* Description of the task *
The records that follow must be transcribed exactly, each one in full.

* Point-per-instance localization data *
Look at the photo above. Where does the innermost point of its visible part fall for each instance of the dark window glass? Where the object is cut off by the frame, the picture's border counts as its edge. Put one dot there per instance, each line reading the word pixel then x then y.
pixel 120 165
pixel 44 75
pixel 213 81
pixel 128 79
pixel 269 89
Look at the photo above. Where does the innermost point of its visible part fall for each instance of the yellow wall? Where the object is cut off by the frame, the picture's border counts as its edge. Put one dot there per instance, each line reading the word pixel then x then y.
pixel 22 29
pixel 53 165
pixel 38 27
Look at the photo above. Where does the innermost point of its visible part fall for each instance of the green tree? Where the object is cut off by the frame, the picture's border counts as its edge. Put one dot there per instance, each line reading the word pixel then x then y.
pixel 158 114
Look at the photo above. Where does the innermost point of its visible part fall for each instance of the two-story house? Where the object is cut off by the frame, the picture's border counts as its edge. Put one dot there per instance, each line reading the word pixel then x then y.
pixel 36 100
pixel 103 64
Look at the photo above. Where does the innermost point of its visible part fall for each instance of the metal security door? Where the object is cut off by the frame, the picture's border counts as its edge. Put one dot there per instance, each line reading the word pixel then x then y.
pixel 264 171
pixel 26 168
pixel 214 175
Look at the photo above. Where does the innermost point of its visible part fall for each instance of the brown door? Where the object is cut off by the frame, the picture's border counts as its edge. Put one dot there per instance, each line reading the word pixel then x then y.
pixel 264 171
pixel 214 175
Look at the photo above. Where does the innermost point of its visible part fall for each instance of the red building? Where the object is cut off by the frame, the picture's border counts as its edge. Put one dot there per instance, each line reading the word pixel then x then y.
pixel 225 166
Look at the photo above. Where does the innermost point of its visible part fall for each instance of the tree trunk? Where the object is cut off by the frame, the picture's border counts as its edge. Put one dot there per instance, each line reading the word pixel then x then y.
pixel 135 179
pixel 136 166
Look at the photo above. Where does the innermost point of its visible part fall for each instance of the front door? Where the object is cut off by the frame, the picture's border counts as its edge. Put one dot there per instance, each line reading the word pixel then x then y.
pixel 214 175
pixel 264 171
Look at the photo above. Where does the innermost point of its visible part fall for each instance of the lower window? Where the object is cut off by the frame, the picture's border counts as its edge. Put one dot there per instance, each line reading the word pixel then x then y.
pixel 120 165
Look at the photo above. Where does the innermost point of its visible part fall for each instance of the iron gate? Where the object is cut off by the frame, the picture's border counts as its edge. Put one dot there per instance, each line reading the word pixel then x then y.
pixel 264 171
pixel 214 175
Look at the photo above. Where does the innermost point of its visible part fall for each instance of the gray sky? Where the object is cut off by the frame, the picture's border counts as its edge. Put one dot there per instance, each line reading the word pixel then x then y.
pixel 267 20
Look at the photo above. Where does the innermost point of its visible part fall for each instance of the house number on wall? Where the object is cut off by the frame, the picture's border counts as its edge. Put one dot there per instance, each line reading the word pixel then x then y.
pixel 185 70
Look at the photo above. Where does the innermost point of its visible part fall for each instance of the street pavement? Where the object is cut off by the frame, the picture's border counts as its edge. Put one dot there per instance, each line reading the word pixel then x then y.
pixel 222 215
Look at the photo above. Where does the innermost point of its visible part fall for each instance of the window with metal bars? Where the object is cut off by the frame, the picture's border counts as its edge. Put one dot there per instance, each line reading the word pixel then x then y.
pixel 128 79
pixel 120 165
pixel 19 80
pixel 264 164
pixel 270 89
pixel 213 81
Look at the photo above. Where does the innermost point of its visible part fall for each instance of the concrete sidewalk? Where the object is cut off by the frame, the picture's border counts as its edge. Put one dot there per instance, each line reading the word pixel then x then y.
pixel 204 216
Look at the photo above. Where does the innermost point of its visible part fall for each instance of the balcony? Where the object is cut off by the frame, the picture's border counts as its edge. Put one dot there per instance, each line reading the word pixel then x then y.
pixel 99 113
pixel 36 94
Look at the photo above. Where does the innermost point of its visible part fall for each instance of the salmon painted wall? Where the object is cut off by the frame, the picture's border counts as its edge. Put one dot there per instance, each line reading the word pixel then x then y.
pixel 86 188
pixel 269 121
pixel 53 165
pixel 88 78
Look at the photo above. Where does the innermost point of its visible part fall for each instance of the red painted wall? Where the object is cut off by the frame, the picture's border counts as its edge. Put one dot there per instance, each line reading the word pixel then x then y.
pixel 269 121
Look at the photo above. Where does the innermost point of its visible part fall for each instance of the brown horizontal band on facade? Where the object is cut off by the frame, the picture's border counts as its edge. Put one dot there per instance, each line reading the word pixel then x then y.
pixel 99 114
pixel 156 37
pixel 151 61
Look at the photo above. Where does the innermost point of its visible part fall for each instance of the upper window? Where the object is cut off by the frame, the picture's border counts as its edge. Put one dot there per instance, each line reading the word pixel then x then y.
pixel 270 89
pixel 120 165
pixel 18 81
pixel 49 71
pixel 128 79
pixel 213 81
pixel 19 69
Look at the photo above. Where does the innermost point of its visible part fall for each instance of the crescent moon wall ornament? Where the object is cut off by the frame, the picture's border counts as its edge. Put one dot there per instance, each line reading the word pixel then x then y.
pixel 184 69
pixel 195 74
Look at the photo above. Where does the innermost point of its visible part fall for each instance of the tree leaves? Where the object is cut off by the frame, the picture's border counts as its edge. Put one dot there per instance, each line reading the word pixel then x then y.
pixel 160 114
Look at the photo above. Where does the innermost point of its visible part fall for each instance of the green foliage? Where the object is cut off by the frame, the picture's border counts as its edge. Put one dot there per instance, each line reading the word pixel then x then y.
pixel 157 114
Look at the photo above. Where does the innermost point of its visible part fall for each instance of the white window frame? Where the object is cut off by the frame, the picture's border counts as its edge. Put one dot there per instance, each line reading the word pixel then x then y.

* Result for this exercise *
Look at the photo above. Where does the innermost point of its visible part fall for each instance of the dark window glass? Where the object is cut off by the frame, the picture's border counts as its edge. Put one dot there per instance, each line reading the word pixel then x then y.
pixel 120 165
pixel 44 75
pixel 213 81
pixel 128 79
pixel 269 89
Look at the photo above. Where does the innermost point of its visible part fall for each instance of the yellow wall? Where the object is cut off by the frame, the picture's border counts as its edge. Put one dot there per instance, each line reading the word pixel then x then y.
pixel 22 29
pixel 53 165
pixel 38 27
Look at the photo above. Where does the innermost point of its visible part fall for each instance of the green tree? Where the object is cut off by the frame, the picture's border counts as its edge. Put one dot there per instance, each line reading the word pixel then x then y.
pixel 158 114
Look at the photo above. Where does the innermost point of its visible part fall for each instance of the two-story house? Where the object is cut off by the frame, the picture's border counts as its edge. Put one dot there per instance, each line reading the word pixel then x then y.
pixel 36 100
pixel 103 64
Look at the photo above. Where does the innermost point of its visible part fall for each instance of the metal security door? Where the object is cut off by the frame, the picture's border counts as its edge. Put one dot there per instance, each line reading the word pixel then x then y.
pixel 264 171
pixel 26 168
pixel 214 175
Look at the photo above. Where does the innermost point of its visible part fall for each instance of the brown door? Where the object is cut off by the frame, the picture's border counts as its edge. Put one dot there per instance, each line reading the word pixel then x then y.
pixel 264 171
pixel 214 175
Look at the photo above. Where does the innermost point of its visible part fall for each instance of the red building? Where the object is cut off by the frame, the picture's border counts as its edge. Put one dot there per instance, each line reading the word pixel then x then y.
pixel 225 166
Look at the photo above. Where does the innermost point of its visible part fall for each instance of the tree trunk? Where the object is cut off by the frame, the picture's border counts as its edge. Put one dot there per instance, each line reading the word pixel then x then y.
pixel 135 179
pixel 136 166
Look at the photo above. Where does the innermost point of its visible part fall for each instance of the front door? Where the object is cut off by the frame, the picture's border counts as its edge. Put one dot there per instance, each line reading the word pixel then x then y.
pixel 214 175
pixel 264 171
Look at the photo above. Where does the innermost point of its visible part fall for each instance of the lower window? Where the object is cut off by the frame, the picture's border counts as its edge. Put one dot there per instance, each line reading the word pixel then x then y.
pixel 120 165
Look at the photo above. Where does the innermost point of its visible part fall for each instance of the iron gate? Where the object is cut off by the frame, the picture's border counts as its edge. Put one dot there per instance, each line reading the word pixel then x then y.
pixel 264 171
pixel 214 175
Look at the photo above. Where does the innermost point of its visible part fall for each instance of the gray sky? Where the object is cut off by the frame, the picture's border counts as its edge. Put one dot there per instance, each line reading the word pixel then x then y.
pixel 267 20
Look at the photo above. Where does the innermost point of its visible part fall for each instance of the house number on wall? Where the object is cut off by the frame, the picture's border counts as its edge. Put one dot there per instance, each line reading the word pixel then x then y.
pixel 185 70
Look at the photo above. Where does the innermost point of its visible part fall for each instance of the street pavement? Where the object is cut off by the frame, the picture's border counts as its edge. Put one dot there per instance, each line reading the word pixel then x then y.
pixel 222 215
Look at the photo above. Where does the innermost point of its visible part fall for each instance of the window with metal bars? Where the object is cut off by the frame, the picture's border counts as its edge. Put one dot there per instance, each line reading the word pixel then x then y.
pixel 128 79
pixel 120 165
pixel 19 80
pixel 264 164
pixel 270 89
pixel 213 81
Look at the photo above. Where does the innermost point of its visible part fall for each instance of the concrete sidewalk? Where the object is cut off by the frame, the picture's border counts as its edge. Put one dot there per instance, each line reading the word pixel then x then y.
pixel 204 216
Look at the photo above. Where does the innermost point of its visible part fall for each instance of the balcony? Where the object is cut off by the frame, the picture's border counts as its edge. Put one dot there per instance, each line reading the word pixel then x then y.
pixel 99 113
pixel 36 94
Look at the photo above. Where does the innermost point of its visible part fall for each instance of the salmon painted wall? Where the object is cut off by the frame, the picture's border counts as its edge. Put one dot there per instance, each line reading the word pixel then x then y.
pixel 86 188
pixel 269 121
pixel 53 165
pixel 88 78
Look at the photo above. Where does the innermost point of its visible part fall for each instance of the red painted wall? Where the object is cut off by the frame, the picture's border counts as its edge. Put one dot there per instance, each line reading the word pixel then x then y.
pixel 269 121
Look at the photo above. Where does the innermost point of its visible part fall for each instance of the brown horizontal band on facade? Where the object is cut off by the frame, the picture's border counts as its edge. Put one dot there per instance, each line reading the word pixel then x then y.
pixel 99 114
pixel 156 37
pixel 151 61
Look at the photo above. Where does the innermost point of its visible part fall for each instance of the upper window? Where the object is cut off by the frame, the picture's border counts as its edge. Put one dot there per instance, each line reading the word pixel then x then y.
pixel 270 89
pixel 120 165
pixel 18 81
pixel 49 71
pixel 128 79
pixel 213 81
pixel 19 69
Look at the photo above. Where does the innermost point of its visible part fall for each instance of the crescent moon wall ornament? Where the object is cut off by the frame, the picture's border counts as its edge. Put one dot there per instance, each line reading the word pixel then x then y.
pixel 184 69
pixel 195 74
Look at the photo above. Where does the innermost point of its visible part fall for each instance of the tree leaves? Where the object is cut off by the frame, the picture's border counts as its edge. Put one dot there per instance, each line reading the word pixel then x then y.
pixel 160 114
Look at the photo above. Where does the innermost point of its visible part fall for each instance of the green foliage? Where the object is cut off by the frame, the picture's border counts as its edge. Put one dot there per instance, each line reading the word pixel then x then y.
pixel 157 114
Look at the photo above. Where does the innermost point of its visible part fall for each instance of the white window frame? Where the object is cut off by the frame, the picture's border counts as its edge. Put one dot there per instance, each line reading the word pixel then x then y.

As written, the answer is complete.